Data excerpts:
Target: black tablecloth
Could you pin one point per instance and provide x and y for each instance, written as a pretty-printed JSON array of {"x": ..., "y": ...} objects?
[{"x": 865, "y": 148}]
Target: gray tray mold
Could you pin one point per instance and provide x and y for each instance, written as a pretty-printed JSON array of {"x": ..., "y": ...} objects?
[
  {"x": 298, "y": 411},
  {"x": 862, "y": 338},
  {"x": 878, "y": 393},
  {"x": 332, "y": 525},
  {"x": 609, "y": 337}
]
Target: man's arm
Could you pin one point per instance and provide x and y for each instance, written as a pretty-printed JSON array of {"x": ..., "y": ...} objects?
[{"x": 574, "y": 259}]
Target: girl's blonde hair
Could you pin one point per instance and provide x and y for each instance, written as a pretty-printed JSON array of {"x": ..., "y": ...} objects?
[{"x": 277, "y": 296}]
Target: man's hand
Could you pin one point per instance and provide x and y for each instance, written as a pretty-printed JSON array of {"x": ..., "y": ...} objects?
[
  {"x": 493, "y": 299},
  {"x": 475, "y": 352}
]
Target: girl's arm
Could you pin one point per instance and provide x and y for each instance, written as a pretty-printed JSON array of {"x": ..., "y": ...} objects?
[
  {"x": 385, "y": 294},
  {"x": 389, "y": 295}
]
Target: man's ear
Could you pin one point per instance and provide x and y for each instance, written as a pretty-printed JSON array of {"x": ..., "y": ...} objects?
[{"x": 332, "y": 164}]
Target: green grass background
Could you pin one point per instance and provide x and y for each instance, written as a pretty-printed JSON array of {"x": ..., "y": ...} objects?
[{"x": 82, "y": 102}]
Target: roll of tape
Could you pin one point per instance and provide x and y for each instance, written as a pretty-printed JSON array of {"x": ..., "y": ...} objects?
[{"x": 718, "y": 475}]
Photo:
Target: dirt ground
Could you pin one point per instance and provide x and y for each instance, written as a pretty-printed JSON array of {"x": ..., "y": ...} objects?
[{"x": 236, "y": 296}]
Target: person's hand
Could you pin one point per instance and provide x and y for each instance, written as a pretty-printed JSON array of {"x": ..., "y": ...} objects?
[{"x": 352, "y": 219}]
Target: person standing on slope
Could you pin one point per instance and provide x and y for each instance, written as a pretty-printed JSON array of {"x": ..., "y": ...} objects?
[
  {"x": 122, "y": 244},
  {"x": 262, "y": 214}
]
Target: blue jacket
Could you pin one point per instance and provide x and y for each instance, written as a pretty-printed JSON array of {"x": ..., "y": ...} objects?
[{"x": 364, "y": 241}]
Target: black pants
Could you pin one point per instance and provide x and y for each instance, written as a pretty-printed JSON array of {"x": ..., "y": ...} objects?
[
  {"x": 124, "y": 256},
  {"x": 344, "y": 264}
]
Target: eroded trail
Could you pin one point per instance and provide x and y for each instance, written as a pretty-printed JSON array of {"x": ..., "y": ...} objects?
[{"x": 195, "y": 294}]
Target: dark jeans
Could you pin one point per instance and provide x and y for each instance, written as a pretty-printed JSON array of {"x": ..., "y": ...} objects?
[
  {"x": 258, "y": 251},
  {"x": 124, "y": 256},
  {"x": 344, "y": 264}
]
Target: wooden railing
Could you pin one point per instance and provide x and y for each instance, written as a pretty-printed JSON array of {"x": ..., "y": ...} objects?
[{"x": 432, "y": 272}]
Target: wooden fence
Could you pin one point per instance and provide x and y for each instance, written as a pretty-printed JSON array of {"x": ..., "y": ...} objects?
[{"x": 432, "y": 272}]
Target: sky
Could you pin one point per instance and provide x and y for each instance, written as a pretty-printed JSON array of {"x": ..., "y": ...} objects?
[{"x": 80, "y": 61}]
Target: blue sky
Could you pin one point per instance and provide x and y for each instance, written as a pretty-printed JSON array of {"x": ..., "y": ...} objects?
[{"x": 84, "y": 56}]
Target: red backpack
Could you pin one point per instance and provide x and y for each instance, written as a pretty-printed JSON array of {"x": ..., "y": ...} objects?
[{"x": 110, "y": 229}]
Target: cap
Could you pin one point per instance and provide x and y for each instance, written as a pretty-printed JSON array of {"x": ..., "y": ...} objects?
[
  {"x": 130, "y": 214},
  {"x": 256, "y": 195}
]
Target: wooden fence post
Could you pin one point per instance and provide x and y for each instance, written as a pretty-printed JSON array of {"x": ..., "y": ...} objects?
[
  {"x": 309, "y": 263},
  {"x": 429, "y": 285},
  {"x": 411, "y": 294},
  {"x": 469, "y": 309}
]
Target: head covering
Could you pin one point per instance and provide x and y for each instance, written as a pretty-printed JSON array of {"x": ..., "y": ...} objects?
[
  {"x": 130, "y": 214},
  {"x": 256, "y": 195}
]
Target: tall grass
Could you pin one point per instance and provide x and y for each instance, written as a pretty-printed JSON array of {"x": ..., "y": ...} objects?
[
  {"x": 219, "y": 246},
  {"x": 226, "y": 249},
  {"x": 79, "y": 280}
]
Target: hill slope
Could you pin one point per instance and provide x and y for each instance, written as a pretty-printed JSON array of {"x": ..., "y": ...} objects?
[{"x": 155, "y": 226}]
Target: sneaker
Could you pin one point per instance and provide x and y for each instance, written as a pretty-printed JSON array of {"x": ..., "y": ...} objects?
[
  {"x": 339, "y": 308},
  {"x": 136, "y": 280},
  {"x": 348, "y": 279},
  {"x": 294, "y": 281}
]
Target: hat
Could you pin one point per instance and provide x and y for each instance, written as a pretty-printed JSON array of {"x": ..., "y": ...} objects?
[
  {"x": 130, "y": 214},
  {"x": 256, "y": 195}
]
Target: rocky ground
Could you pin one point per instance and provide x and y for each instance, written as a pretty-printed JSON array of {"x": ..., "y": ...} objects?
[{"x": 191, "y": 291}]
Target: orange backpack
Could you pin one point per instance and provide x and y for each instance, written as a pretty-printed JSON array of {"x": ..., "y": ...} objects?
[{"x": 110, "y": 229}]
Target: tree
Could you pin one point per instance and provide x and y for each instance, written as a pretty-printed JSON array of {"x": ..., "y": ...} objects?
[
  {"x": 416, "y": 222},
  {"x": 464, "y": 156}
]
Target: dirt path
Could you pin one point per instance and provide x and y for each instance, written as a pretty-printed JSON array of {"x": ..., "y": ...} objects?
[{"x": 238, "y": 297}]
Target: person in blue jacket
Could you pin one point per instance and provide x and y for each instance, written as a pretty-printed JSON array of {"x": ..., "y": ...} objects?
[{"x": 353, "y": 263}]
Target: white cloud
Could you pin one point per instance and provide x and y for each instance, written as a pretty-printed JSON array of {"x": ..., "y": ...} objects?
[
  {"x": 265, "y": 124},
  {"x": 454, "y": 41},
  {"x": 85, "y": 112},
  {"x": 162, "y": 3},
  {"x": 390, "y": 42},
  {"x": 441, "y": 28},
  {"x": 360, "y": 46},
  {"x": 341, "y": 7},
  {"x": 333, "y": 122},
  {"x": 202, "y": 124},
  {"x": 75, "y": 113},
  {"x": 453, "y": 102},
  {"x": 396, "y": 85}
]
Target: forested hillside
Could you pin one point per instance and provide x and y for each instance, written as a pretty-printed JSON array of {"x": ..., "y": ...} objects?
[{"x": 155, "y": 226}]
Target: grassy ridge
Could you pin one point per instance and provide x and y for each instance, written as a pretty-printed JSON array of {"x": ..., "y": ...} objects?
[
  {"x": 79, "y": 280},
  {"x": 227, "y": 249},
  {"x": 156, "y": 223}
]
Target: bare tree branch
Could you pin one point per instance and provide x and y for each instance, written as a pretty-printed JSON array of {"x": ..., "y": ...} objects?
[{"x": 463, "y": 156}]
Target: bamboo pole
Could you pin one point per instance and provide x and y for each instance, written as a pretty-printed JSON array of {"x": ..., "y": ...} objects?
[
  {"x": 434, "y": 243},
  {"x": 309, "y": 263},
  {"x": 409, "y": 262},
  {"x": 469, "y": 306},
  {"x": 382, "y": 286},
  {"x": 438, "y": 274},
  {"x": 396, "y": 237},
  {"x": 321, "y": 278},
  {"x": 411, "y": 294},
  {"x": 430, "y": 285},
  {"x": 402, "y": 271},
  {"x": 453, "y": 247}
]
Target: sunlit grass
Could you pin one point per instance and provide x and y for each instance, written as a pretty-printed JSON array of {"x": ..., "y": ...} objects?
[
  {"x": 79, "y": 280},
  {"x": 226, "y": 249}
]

What you are asked to do: Starting at the line that contains "Target: bamboo pole", quote each remaining line of the entries above, unchanged.

The completed task:
Target: bamboo pole
Could you pin one point per instance and provide x and y for each instance, written as a pretty-printed JSON array of {"x": ..., "y": ...} objects?
[
  {"x": 434, "y": 243},
  {"x": 309, "y": 263},
  {"x": 409, "y": 262},
  {"x": 469, "y": 306},
  {"x": 382, "y": 286},
  {"x": 438, "y": 274},
  {"x": 396, "y": 237},
  {"x": 321, "y": 278},
  {"x": 411, "y": 294},
  {"x": 430, "y": 285},
  {"x": 402, "y": 271},
  {"x": 453, "y": 247}
]
Target: sunlit grass
Could you pin one point per instance and provide x and y for each instance, written as a pretty-printed JSON array of {"x": ..., "y": ...} objects?
[
  {"x": 79, "y": 280},
  {"x": 226, "y": 249}
]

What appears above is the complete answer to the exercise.